**** Dataset records ****
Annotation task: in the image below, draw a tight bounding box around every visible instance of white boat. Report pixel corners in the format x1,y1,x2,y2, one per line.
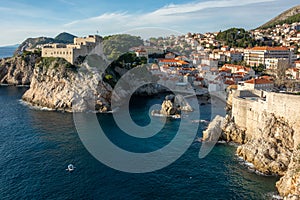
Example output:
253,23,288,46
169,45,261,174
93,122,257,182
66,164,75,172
****
Give back every line of the data above without changing anything, and leave the picture out of your answer.

Annotation task: in the image below, draw a tight bounding box around every visible instance of white boat. Report pixel corners in the format x1,y1,x2,y2, one per line.
Example output:
253,23,288,46
169,45,261,174
93,122,257,182
66,164,75,172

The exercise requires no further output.